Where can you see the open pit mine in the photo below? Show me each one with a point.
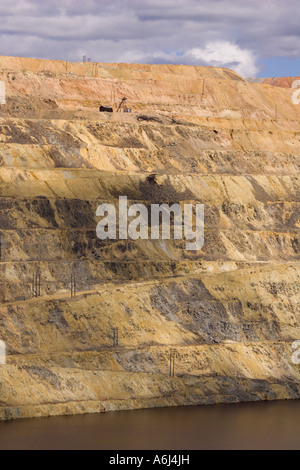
(90, 325)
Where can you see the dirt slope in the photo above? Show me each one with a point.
(231, 311)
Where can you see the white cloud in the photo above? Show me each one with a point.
(227, 54)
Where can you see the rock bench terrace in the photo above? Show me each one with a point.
(229, 314)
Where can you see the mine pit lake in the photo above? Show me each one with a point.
(265, 425)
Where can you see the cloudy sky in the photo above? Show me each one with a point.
(254, 37)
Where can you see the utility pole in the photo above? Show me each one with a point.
(172, 362)
(73, 285)
(203, 89)
(115, 337)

◆ ◆ ◆ ◆ ◆ ◆ ◆

What needs to be done:
Everything from the line containing "Where can you see the white" to the final line of the entries above should be output exactly, and nothing more.

Response box:
Where can you see the white cloud in the photo above? Show me each one with a point.
(227, 54)
Where can you see the rock bench terrace in the photo above? Show me each one with a point.
(229, 314)
Where can you see the mine pit lake in the photo above? Show me each one with a point.
(265, 425)
Where can you see the cloudy sky in the photo above? Show me each one with a point.
(254, 37)
Where can you see the utility pole in the photo above? Show me each one with a point.
(172, 362)
(73, 285)
(203, 89)
(115, 337)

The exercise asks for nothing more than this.